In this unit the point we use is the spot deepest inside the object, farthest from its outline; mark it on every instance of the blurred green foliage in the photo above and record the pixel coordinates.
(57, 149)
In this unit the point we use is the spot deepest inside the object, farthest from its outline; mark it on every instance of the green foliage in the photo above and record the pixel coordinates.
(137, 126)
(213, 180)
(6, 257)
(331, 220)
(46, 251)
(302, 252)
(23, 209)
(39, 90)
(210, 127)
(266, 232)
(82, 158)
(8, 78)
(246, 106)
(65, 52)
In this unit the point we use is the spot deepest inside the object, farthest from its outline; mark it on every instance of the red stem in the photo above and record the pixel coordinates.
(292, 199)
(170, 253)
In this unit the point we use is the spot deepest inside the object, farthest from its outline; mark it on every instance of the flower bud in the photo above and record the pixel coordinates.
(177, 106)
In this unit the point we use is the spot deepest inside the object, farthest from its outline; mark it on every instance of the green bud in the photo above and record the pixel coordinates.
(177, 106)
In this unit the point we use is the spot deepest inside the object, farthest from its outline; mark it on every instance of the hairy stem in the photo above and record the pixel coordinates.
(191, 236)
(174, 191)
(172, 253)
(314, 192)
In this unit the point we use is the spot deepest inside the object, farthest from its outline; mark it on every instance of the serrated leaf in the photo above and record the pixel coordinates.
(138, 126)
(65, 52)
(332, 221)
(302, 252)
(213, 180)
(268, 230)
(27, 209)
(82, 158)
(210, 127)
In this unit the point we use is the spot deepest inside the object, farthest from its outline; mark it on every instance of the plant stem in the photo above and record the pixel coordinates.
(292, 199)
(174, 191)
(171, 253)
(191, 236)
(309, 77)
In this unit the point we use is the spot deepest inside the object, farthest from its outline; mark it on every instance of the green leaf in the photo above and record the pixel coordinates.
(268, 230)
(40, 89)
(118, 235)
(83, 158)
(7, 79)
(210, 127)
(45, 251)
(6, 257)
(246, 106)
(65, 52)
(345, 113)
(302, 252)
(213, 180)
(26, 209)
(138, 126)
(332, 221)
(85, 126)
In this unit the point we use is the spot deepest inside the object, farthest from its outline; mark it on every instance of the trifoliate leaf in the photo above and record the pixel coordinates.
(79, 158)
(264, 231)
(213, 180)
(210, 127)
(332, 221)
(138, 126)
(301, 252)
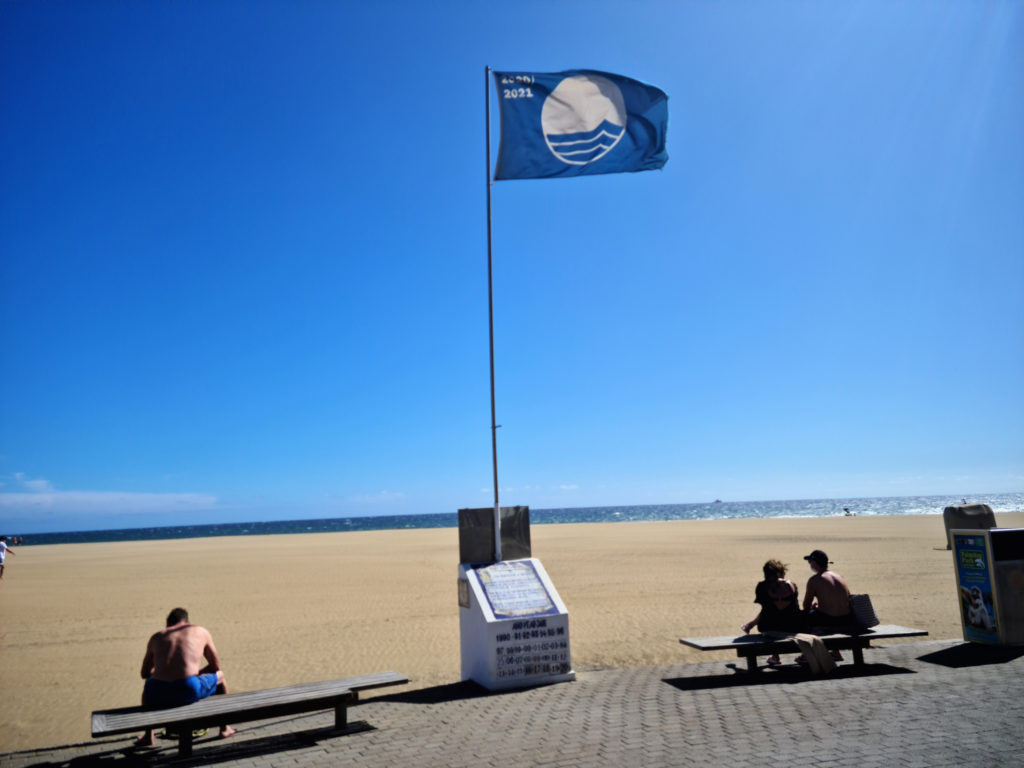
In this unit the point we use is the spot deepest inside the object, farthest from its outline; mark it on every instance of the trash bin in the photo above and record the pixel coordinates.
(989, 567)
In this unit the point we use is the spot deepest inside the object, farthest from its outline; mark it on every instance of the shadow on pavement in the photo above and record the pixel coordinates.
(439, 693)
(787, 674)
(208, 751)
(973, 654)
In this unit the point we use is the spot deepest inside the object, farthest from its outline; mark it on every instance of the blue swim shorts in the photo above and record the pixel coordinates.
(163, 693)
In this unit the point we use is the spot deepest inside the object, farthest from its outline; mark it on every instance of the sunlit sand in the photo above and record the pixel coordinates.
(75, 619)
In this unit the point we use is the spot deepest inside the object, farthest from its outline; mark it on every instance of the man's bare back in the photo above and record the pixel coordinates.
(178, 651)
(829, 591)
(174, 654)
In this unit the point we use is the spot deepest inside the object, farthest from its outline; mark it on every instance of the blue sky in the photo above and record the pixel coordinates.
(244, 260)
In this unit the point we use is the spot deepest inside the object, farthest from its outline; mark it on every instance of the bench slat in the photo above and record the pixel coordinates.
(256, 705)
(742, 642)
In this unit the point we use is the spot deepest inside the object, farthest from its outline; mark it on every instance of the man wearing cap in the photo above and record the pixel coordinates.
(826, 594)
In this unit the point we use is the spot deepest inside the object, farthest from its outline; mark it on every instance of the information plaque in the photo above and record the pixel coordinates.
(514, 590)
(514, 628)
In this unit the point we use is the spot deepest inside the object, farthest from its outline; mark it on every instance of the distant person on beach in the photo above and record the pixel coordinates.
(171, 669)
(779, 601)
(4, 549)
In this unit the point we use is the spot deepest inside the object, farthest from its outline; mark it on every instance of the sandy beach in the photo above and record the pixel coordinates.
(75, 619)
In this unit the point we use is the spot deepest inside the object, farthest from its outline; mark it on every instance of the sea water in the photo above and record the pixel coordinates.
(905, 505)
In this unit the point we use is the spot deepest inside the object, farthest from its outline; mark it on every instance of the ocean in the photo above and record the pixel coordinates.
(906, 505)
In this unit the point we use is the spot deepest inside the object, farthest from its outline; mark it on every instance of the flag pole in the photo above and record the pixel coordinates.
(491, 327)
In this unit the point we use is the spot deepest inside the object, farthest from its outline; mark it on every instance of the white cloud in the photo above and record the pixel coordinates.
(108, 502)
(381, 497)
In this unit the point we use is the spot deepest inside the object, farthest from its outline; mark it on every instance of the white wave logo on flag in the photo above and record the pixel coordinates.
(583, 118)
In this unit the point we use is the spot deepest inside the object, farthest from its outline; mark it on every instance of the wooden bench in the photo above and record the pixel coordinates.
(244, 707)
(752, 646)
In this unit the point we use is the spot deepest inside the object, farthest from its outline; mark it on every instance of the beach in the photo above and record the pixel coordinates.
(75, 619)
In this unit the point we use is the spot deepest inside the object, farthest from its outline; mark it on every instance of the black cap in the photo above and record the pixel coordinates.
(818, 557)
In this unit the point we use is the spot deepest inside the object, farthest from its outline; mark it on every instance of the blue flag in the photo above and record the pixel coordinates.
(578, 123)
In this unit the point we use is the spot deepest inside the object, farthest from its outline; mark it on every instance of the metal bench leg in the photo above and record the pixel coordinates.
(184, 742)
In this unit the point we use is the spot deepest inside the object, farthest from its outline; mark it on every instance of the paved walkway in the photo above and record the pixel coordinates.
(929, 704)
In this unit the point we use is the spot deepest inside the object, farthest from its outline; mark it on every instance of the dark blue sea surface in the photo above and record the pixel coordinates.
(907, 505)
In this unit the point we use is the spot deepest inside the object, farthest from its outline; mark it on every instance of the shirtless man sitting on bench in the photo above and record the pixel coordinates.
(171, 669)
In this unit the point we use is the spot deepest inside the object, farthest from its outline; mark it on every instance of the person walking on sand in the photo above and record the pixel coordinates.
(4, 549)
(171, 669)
--
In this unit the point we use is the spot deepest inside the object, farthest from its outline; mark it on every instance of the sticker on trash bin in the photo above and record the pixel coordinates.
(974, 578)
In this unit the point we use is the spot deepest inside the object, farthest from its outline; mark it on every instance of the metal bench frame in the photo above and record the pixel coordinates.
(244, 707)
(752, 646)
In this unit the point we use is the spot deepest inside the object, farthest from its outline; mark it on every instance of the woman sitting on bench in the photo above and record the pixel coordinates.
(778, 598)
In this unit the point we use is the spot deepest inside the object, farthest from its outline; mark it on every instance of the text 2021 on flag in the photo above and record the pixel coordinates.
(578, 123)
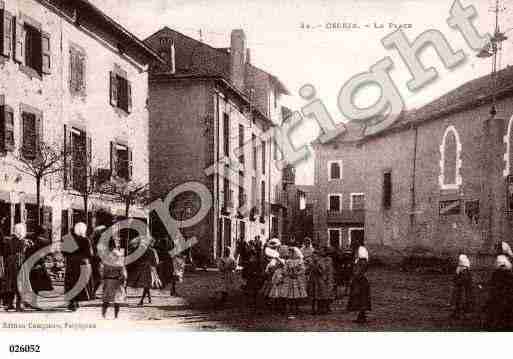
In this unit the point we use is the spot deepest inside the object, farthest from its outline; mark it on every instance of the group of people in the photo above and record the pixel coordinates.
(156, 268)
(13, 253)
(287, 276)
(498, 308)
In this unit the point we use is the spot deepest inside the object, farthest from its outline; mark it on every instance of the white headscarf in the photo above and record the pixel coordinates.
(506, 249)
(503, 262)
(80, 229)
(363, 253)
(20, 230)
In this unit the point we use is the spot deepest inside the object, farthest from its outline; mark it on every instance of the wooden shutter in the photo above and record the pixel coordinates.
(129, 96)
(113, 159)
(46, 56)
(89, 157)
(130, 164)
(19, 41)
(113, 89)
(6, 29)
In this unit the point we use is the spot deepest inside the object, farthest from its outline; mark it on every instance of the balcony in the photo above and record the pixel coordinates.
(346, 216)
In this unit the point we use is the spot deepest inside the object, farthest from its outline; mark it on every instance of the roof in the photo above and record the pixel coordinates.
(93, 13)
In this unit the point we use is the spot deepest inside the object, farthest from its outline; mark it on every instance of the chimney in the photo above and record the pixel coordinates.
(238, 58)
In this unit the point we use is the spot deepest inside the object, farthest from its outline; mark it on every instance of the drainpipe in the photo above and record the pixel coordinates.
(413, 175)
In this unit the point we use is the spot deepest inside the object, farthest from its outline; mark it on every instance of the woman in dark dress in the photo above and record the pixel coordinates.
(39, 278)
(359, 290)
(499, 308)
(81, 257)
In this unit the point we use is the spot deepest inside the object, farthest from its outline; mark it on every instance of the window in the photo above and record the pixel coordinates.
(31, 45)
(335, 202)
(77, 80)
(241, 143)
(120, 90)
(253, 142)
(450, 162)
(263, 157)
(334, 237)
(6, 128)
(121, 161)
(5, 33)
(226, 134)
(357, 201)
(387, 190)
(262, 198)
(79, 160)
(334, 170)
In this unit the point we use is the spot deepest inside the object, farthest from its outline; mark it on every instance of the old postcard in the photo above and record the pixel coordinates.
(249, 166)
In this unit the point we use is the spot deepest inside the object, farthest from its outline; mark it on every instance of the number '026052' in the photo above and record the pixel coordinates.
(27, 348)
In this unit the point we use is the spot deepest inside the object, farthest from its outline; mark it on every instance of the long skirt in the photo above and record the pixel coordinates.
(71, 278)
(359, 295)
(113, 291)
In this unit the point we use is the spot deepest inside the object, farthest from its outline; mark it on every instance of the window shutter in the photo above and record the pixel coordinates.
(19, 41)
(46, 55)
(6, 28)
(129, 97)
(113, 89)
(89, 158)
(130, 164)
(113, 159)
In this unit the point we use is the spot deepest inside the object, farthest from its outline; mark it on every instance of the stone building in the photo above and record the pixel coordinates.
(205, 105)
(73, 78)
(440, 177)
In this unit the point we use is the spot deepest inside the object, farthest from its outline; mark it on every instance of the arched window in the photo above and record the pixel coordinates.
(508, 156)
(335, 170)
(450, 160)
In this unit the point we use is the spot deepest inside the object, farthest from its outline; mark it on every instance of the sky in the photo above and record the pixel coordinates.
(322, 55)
* * *
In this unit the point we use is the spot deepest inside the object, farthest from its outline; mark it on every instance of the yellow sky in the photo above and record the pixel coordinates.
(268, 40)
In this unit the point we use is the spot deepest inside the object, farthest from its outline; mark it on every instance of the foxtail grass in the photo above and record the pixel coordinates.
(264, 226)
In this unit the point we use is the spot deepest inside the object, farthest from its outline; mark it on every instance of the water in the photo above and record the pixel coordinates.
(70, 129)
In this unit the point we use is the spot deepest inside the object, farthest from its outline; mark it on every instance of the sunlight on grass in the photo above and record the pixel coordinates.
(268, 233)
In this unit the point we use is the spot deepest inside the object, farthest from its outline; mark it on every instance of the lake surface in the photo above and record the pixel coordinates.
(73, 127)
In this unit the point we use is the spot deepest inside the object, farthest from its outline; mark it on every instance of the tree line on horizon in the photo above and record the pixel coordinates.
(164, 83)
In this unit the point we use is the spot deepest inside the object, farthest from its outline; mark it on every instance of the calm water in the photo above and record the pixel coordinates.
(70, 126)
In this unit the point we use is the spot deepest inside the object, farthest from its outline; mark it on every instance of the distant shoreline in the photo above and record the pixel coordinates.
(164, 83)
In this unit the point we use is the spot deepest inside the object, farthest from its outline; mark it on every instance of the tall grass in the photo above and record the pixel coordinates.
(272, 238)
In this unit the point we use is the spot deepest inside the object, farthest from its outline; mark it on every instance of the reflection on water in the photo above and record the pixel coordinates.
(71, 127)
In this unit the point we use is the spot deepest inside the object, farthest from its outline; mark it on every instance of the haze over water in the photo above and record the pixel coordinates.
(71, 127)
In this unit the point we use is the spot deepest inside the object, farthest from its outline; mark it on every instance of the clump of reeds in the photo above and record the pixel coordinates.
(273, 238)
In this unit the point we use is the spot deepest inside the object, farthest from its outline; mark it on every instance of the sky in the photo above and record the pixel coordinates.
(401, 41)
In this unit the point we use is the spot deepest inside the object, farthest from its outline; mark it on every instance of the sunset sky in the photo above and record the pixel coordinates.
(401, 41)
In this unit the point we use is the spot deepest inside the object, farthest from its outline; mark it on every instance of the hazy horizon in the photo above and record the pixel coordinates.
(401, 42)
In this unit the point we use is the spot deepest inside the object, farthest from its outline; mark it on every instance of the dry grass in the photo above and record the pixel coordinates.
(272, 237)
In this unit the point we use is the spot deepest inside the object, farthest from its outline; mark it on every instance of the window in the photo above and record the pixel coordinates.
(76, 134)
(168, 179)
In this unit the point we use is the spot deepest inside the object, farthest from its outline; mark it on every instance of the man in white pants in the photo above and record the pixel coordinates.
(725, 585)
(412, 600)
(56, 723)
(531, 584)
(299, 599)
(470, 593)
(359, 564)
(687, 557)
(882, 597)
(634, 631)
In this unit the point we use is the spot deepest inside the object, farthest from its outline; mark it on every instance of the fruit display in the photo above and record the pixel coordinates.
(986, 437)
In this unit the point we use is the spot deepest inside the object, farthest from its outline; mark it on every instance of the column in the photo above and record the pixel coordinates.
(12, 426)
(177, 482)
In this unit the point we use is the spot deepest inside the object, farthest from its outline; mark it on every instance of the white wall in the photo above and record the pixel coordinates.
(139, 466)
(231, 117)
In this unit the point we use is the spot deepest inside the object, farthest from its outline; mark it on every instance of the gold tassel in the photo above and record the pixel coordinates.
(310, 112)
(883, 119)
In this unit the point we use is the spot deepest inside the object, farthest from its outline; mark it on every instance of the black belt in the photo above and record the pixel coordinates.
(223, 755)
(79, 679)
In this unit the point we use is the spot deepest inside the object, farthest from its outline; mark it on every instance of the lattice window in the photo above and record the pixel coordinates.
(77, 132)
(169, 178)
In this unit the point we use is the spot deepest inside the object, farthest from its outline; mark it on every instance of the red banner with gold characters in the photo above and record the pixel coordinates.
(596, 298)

Direction ->
Locate every line in the rows above that contains the string "dark", matching its capitalization exactly, and copy each of those lines.

Response for this exercise ->
In this unit the point we use is the spot deepest inside the object, farthest from its outline; mark it on every instance of the dark blue sea surface in the photo above and record the pixel coordinates.
In this unit the point we use is the spot deepest inside the object, farthest from its outline; mark it on every instance of the woman in dark dress in the photo above and record the pixel coordinates.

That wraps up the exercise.